Stored items
=== Begin Enclosure ===

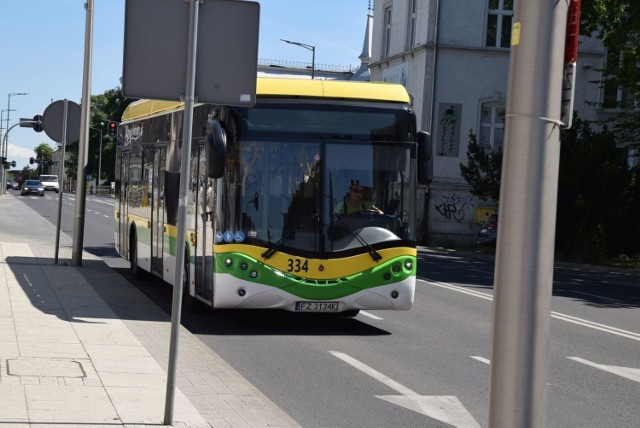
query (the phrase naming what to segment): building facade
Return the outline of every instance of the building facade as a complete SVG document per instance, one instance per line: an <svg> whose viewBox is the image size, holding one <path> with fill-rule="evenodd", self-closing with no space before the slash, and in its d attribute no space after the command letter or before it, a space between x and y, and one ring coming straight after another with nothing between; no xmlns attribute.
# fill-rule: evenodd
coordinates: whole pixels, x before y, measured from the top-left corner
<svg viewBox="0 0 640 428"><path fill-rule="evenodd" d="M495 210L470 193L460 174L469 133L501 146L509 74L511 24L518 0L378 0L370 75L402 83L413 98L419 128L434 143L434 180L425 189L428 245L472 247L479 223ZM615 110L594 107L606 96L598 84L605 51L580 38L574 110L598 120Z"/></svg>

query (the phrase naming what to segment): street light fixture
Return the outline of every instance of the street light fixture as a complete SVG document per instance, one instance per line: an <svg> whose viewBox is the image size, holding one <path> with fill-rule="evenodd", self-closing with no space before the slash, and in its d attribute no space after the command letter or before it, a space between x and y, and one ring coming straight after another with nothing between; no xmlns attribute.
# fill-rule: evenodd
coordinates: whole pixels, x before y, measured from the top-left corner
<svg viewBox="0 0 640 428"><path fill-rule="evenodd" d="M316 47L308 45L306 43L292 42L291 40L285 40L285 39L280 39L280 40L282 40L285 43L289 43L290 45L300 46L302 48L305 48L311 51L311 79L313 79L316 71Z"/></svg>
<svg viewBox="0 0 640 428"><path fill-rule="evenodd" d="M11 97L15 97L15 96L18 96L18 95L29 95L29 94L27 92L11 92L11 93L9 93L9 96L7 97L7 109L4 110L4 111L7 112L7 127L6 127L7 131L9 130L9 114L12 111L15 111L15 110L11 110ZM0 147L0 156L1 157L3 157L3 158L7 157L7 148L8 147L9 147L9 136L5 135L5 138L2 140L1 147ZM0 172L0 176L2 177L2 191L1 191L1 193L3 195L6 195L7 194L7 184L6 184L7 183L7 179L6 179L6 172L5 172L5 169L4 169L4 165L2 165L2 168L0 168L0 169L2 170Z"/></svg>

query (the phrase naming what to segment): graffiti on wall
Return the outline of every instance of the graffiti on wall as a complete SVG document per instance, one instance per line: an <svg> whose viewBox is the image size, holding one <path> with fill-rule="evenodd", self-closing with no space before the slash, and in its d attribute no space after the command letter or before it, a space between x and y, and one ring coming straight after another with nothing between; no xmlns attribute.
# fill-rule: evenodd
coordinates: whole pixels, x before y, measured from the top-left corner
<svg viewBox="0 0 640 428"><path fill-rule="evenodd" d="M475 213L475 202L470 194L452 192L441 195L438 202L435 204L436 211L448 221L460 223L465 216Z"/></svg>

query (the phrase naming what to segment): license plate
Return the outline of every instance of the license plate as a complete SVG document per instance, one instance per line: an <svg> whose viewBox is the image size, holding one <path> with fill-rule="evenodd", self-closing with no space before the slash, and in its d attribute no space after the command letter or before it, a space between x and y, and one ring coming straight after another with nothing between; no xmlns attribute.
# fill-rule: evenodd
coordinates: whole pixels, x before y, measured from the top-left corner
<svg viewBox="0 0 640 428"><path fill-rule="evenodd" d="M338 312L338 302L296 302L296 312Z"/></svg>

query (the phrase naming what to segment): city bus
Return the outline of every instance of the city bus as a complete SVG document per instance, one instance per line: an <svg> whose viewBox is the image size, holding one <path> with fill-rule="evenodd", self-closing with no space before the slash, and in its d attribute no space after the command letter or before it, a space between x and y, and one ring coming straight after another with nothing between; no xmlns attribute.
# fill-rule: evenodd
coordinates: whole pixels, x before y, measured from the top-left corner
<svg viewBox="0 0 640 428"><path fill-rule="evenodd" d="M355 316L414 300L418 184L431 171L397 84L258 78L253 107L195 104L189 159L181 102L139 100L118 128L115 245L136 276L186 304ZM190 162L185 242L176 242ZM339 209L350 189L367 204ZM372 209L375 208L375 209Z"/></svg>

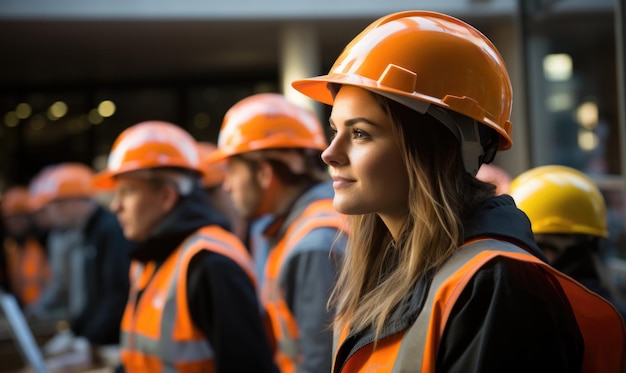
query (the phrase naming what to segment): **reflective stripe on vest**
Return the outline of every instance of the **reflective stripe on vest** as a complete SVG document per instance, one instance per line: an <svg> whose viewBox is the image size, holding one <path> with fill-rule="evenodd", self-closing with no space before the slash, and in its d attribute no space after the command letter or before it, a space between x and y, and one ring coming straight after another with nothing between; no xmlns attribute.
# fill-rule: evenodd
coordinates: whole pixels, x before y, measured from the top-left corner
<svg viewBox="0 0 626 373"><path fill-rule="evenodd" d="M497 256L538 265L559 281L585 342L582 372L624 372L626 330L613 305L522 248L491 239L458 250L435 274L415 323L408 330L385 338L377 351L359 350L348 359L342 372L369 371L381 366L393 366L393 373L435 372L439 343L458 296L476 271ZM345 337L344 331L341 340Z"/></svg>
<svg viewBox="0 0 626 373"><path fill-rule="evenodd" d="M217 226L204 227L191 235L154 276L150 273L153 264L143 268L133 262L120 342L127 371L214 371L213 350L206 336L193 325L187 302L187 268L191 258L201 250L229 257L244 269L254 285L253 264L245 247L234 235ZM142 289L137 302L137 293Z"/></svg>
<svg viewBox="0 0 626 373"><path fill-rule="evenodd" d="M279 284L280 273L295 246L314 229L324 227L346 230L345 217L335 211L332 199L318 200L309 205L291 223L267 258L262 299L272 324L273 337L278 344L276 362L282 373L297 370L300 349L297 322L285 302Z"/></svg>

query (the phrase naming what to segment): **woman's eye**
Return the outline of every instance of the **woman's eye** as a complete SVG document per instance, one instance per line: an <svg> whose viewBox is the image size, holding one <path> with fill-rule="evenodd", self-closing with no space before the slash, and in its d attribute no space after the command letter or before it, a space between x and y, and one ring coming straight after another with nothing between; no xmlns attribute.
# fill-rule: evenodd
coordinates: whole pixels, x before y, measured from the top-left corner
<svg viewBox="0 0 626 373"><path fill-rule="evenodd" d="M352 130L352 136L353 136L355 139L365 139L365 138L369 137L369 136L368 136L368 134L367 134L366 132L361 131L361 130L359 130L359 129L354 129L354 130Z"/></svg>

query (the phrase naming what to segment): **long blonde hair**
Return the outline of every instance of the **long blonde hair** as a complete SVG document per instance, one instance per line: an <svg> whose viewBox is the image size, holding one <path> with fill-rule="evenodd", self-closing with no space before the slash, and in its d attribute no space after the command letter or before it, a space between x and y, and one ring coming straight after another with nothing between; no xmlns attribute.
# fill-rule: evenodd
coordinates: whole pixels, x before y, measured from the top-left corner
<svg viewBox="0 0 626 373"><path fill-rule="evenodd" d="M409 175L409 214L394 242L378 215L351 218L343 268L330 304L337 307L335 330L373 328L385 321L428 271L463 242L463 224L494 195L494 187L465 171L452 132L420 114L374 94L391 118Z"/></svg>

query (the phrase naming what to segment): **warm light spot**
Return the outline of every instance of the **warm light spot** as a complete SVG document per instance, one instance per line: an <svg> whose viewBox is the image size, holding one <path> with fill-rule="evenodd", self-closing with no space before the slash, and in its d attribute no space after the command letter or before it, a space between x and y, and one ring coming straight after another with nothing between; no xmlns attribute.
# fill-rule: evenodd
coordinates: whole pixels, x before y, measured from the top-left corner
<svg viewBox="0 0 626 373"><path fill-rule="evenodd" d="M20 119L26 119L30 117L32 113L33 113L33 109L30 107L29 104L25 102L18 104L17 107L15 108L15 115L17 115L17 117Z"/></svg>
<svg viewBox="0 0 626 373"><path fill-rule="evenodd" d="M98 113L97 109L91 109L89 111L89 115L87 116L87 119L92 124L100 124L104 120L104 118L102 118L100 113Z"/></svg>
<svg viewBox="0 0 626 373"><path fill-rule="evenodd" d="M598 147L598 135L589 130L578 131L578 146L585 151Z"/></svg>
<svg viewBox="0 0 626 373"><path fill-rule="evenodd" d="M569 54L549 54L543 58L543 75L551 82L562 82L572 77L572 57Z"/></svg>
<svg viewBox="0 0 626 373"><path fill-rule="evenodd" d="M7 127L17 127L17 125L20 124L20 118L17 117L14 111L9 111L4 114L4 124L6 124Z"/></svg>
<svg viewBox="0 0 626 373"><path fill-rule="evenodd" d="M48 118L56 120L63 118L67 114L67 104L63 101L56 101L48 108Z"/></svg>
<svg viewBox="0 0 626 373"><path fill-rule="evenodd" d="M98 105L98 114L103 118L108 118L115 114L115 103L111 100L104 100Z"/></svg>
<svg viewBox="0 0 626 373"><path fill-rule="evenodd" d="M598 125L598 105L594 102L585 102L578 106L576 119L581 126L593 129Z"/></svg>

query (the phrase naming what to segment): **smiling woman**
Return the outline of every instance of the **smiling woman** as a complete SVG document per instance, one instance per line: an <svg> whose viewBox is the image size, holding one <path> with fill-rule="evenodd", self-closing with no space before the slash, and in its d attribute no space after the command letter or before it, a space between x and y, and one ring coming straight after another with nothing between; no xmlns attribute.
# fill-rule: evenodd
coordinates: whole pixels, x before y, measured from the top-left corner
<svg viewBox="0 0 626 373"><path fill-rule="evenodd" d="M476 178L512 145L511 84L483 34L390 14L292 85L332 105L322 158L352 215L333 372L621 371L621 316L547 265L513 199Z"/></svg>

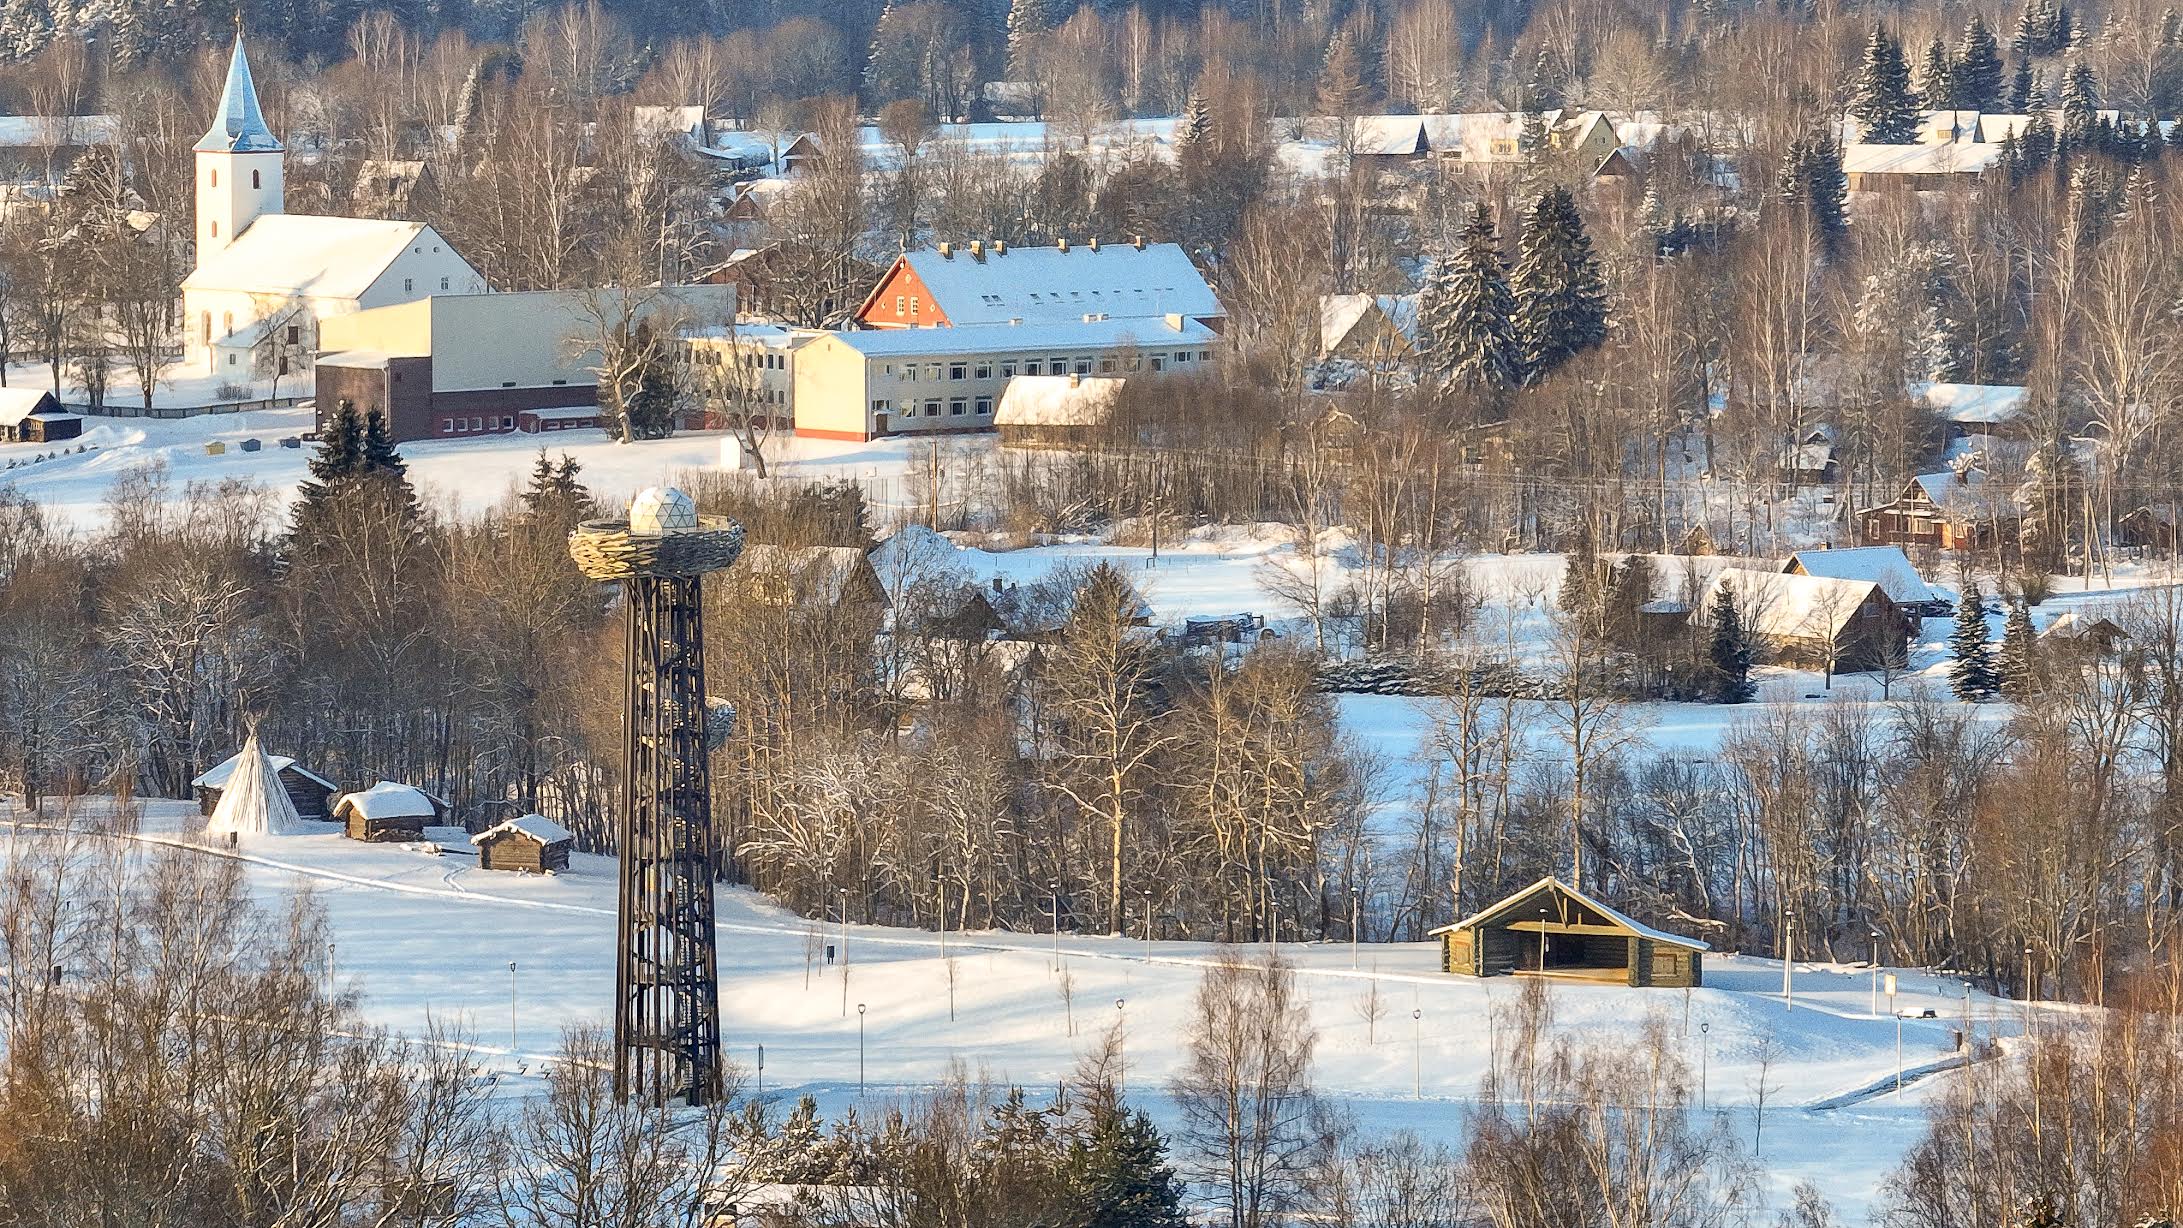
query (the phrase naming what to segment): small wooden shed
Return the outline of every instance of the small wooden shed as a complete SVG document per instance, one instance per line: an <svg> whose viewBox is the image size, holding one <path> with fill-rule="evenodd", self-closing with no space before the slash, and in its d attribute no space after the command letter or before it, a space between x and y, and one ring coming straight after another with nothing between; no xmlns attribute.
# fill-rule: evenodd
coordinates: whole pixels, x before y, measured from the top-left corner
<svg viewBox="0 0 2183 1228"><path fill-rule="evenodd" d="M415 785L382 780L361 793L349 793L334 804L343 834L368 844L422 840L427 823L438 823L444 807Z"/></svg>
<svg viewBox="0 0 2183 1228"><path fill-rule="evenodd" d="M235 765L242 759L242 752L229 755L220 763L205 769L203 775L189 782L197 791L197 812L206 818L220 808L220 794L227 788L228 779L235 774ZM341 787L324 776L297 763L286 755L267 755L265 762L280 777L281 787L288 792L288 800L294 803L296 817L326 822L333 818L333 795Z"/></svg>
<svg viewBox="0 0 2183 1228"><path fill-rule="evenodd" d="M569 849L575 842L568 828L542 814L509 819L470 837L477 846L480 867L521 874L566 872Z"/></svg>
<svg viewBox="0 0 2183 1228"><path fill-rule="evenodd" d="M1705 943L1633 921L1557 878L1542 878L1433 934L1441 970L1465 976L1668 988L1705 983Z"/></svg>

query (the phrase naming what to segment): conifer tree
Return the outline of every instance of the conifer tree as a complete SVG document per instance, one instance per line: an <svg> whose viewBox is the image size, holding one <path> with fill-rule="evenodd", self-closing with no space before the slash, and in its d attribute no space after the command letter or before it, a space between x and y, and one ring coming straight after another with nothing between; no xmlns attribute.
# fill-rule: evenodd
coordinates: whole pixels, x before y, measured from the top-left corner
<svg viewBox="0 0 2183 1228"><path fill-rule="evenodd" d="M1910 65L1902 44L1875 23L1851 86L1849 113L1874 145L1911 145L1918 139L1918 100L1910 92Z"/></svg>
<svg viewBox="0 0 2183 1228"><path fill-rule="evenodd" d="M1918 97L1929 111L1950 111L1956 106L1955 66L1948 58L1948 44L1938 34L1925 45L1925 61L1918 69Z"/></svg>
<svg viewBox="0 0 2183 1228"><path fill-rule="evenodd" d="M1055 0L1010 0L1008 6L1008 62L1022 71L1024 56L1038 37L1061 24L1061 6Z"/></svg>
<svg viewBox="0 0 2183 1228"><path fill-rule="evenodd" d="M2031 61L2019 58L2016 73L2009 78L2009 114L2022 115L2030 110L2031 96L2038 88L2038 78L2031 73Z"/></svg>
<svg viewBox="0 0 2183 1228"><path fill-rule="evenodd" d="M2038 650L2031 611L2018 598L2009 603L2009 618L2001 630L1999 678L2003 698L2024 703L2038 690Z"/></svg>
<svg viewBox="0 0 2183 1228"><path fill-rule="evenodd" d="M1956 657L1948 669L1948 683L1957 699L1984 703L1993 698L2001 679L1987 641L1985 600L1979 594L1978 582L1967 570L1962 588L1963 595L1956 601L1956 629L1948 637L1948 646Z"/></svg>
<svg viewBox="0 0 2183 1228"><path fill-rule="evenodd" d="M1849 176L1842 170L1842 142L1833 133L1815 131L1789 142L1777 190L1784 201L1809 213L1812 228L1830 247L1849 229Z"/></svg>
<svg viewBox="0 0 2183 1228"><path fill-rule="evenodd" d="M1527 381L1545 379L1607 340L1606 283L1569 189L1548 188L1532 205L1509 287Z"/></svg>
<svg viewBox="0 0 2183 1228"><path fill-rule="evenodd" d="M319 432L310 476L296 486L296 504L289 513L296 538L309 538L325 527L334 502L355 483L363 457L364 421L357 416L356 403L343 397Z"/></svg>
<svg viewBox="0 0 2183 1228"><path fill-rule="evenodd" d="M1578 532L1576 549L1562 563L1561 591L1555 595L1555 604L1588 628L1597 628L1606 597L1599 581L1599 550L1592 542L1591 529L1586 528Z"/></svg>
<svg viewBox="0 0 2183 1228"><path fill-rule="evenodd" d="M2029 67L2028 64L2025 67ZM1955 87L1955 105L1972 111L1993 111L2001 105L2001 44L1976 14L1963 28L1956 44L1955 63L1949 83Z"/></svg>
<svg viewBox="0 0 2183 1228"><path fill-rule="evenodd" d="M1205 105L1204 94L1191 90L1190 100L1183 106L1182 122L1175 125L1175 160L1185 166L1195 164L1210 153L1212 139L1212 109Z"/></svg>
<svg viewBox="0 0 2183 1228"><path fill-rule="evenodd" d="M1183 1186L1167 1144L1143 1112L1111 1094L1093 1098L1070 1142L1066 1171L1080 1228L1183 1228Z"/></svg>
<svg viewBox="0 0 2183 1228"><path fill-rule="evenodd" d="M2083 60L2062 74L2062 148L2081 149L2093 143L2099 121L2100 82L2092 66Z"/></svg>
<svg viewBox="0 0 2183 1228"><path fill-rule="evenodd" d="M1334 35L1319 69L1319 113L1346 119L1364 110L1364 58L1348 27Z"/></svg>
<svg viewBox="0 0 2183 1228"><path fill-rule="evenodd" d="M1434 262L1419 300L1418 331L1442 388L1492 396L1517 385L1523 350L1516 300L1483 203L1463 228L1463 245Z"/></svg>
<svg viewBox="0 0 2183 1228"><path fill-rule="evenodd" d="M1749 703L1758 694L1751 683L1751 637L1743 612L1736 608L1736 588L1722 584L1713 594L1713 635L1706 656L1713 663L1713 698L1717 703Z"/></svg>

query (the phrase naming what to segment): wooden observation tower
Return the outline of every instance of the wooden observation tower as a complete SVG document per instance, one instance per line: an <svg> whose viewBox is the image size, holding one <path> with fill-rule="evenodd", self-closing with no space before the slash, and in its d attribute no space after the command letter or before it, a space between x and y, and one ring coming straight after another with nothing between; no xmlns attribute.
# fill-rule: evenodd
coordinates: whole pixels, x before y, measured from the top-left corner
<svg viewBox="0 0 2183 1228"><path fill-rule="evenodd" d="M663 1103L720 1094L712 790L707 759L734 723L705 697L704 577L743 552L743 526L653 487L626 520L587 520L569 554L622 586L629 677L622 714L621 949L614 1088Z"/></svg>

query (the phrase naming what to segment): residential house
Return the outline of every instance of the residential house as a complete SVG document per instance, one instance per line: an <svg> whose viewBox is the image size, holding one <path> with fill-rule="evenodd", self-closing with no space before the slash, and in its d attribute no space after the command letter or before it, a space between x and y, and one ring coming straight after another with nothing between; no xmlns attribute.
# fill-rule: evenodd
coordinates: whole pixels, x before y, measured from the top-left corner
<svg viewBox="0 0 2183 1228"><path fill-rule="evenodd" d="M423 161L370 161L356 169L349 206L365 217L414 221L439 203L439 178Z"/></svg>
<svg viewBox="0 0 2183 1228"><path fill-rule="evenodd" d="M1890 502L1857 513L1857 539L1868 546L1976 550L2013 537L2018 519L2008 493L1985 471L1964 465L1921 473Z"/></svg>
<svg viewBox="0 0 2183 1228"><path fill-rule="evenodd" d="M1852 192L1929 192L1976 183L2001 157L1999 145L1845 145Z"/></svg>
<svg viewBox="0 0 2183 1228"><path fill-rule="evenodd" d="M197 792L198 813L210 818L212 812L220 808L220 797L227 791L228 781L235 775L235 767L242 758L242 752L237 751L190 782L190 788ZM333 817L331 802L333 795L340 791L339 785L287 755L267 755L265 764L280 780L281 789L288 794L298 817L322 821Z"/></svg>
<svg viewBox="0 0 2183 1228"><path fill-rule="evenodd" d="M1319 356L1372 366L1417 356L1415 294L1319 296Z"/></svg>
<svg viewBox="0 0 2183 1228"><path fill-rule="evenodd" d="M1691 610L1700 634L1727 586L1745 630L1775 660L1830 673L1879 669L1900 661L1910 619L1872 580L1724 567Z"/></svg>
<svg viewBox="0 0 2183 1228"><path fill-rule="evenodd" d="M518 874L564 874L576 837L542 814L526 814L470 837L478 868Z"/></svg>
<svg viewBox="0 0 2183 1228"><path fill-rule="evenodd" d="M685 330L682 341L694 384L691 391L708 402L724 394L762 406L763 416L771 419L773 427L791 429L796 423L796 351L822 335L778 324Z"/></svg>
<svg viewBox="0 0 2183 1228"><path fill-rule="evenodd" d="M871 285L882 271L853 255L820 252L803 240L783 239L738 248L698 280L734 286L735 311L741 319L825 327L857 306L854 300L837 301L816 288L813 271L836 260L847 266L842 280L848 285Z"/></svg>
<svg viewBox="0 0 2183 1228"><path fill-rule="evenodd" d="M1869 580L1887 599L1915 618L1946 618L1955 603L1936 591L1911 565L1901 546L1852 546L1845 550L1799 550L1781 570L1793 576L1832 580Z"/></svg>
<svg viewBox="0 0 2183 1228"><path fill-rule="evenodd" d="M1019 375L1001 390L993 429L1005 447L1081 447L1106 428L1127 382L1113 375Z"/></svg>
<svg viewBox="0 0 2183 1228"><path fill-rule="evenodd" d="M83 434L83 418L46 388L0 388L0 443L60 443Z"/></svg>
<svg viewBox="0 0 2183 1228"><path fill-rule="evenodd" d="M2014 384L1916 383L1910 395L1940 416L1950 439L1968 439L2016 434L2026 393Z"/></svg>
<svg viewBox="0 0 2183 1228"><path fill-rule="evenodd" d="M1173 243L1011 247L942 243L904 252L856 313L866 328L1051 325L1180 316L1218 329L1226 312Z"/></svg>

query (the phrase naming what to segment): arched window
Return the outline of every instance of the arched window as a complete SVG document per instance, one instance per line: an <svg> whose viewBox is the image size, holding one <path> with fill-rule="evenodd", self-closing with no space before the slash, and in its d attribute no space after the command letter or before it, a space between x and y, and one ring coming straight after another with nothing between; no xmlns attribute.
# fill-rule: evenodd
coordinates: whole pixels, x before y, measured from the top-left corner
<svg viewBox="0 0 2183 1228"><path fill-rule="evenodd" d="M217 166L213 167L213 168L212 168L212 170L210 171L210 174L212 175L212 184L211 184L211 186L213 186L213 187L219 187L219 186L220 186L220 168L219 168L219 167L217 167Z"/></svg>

=== End Enclosure ===

EXERCISE INSTRUCTIONS - Every line above that carries the string "window" should be copied.

WRITTEN SOLUTION -
query (the phrase naming what to segment): arched window
Return the outline of every instance of the arched window as a complete SVG document per instance, one instance per line: an <svg> whose viewBox is the image size, holding one <path> with fill-rule="evenodd", self-closing with no space before the slash, and in its d attribute no space after the command letter or before it, a space between x and y, and one ring coming straight after another with nothing between; no xmlns attribute.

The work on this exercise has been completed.